→ **Tasks**
A. In the passage on UK aid cuts below, by what percentage is UK funding towards polio eradication cut?
B. Echo part of the passage on UK aid cuts below word for word, starting with "UK funding to" and going on through "for malaria, too.".

[Quoted passage — start]

Instead, Boris Johnson’s government has hit the aid budget with a huge, additional budget cut, by reducing the commitment from 0.7% of GDP to 0.5% of GDP – an overall effect leaving the aid budget cut by a third in just two years, with far more devastating consequences on individual projects.

UK funding to humanitarian aid in Yemen and Syria will be reduced by more than half, funding towards polio eradication is cut by 95%, bilateral aid to individual countries in Africa will reduce by two-thirds, and funding towards sexual health programmes has been slashed by 85%.

In something of a bitter irony, the UK is also scrapping its funding towards drug treatments from malaria through the Ascend programme, and – inevitably – is cutting research funding for malaria, too.

If rich countries like the UK have been hit hard by coronavirus, global south countries have found themselves hit still harder. Some have been lucky enough to largely escape the virus directly, but are left to contend with a global recession and its knock-on effects. Others have been unluckier still. For the unluckiest, we need look no farther than India.

India was long a target for critics of UK aid. Why would the UK even contemplate giving aid to a country with its own space programme, those critics would ask, in the manner of a poker player laying down a royal flush.

The devastating pictures and messages coming out of India at the moment tell us exactly why. The country has a brutal, nationalist and incompetent government determined to present India as a superpower while doing little to actually improve the lives for its people.

The result is that the country dismantled the little coronavirus capacity it had produced and declared victory against the disease, only to find itself totally unprepared for a devastating second wave this spring.

[Quoted passage — finish]
[Given data — start]

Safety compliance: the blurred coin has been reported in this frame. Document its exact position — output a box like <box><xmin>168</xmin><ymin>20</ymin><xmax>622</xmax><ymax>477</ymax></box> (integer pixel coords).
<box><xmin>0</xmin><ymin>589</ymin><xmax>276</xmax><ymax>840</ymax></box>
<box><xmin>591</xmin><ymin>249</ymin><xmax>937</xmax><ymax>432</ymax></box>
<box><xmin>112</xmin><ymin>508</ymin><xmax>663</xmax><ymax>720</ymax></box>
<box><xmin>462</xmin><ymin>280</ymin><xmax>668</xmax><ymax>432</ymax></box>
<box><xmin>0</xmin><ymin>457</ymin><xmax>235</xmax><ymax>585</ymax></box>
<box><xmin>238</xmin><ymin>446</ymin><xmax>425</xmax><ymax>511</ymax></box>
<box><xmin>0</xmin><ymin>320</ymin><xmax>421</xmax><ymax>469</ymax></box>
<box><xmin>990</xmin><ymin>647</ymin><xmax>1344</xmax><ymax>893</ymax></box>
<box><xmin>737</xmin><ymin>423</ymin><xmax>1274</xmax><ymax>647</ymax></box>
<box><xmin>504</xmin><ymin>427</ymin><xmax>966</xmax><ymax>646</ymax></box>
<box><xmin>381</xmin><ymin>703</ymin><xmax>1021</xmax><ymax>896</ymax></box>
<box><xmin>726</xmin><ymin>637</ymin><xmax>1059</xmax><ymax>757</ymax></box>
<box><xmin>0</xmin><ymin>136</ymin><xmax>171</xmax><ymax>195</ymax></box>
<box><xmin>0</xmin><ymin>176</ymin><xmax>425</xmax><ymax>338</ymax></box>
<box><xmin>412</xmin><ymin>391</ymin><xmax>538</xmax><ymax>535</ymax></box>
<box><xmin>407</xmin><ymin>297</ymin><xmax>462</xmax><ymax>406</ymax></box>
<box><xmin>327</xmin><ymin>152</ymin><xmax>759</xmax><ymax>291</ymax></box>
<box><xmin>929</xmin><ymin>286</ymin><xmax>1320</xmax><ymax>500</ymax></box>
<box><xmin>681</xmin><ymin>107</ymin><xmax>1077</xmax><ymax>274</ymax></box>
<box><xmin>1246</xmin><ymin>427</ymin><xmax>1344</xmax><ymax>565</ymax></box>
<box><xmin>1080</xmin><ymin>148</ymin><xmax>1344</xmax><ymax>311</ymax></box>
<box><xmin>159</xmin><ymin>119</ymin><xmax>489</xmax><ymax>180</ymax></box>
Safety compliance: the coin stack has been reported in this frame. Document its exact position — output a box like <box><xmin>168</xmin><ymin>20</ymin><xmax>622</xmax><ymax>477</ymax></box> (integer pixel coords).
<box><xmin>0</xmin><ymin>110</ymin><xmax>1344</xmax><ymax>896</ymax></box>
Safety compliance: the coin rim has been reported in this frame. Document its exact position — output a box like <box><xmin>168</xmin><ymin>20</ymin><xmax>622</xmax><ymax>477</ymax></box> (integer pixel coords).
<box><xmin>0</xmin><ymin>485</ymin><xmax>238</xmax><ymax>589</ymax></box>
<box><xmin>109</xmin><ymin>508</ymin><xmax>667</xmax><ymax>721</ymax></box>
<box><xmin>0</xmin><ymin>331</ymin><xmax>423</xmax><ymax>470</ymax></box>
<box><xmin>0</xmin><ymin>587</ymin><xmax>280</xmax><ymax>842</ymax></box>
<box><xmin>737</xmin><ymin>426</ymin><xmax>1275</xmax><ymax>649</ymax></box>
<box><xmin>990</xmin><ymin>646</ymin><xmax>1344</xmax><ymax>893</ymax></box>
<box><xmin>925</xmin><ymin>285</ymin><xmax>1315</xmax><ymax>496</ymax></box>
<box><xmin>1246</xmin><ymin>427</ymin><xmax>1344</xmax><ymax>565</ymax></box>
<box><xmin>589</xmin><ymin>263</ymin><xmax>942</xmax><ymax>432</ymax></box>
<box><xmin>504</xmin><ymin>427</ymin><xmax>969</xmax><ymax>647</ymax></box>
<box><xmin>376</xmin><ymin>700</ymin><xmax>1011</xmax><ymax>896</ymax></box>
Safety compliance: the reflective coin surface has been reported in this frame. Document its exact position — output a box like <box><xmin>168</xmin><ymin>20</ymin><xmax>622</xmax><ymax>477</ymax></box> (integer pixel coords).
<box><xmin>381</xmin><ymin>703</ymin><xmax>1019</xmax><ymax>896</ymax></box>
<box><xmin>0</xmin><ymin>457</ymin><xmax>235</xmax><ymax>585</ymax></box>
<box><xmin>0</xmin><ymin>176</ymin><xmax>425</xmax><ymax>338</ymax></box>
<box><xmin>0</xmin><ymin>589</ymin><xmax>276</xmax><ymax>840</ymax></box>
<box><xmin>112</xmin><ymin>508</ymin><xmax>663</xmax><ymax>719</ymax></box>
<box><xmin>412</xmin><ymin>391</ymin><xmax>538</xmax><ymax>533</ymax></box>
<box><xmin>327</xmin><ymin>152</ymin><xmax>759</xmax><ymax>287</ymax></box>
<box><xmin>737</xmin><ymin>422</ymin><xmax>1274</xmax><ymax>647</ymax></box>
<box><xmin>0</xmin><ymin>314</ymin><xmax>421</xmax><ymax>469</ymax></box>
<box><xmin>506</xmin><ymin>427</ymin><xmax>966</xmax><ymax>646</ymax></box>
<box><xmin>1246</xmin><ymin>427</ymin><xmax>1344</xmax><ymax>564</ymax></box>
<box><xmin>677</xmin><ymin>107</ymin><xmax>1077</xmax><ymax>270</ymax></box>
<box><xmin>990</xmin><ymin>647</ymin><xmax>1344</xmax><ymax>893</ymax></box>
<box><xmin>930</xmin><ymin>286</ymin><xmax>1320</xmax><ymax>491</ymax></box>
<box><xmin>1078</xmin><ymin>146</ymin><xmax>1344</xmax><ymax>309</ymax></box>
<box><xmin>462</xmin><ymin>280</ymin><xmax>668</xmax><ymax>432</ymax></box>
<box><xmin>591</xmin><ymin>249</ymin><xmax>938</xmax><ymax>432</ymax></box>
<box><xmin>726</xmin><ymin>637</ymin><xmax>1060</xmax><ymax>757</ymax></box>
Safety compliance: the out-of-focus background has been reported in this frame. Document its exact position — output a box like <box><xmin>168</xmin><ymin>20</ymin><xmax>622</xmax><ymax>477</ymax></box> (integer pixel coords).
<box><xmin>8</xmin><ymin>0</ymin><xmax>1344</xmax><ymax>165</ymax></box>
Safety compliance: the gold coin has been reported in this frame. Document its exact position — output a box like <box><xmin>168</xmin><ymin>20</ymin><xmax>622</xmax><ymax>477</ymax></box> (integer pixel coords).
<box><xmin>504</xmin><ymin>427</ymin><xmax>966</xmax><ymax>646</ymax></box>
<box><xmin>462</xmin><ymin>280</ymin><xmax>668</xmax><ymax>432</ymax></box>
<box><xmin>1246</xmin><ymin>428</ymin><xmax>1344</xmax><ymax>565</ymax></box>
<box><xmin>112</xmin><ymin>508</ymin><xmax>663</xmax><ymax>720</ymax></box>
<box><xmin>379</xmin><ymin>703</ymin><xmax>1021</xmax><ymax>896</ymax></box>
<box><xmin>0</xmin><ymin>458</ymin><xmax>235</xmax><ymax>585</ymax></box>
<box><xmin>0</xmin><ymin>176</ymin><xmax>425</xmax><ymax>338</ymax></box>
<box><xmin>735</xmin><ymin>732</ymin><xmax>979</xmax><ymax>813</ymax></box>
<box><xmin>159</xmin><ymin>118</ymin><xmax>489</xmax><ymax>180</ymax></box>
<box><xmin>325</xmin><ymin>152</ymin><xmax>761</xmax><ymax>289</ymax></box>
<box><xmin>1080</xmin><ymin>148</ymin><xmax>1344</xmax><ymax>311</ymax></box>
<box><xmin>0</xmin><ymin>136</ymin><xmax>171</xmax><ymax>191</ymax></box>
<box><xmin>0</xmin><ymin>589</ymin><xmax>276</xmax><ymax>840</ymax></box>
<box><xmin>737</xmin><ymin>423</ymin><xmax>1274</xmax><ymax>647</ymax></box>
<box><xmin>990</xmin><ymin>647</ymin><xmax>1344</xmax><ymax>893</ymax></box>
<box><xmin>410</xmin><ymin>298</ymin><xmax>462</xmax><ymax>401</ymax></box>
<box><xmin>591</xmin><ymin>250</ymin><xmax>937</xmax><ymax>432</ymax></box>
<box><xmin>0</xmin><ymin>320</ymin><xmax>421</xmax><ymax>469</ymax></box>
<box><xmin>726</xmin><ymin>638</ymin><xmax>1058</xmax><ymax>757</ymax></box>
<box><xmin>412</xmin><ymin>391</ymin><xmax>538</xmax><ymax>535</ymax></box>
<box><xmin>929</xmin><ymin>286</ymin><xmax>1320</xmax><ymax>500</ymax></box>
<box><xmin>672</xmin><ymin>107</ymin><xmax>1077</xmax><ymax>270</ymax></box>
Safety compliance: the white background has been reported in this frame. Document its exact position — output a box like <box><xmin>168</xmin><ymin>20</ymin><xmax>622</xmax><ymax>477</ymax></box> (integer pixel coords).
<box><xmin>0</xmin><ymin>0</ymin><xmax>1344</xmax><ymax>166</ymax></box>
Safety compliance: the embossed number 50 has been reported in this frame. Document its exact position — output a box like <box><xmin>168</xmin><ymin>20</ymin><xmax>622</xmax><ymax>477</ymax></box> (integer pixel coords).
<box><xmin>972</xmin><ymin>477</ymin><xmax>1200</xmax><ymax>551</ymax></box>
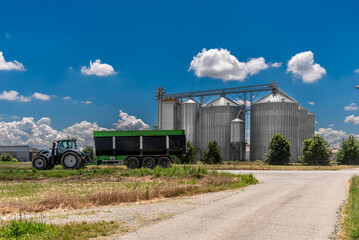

[Given data — finish]

→ **Solved tasks**
A. 95%

B.
UK funding to humanitarian aid in Yemen and Syria will be reduced by more than half, funding towards polio eradication is cut by 95%, bilateral aid to individual countries in Africa will reduce by two-thirds, and funding towards sexual health programmes has been slashed by 85%.

In something of a bitter irony, the UK is also scrapping its funding towards drug treatments from malaria through the Ascend programme, and – inevitably – is cutting research funding for malaria, too.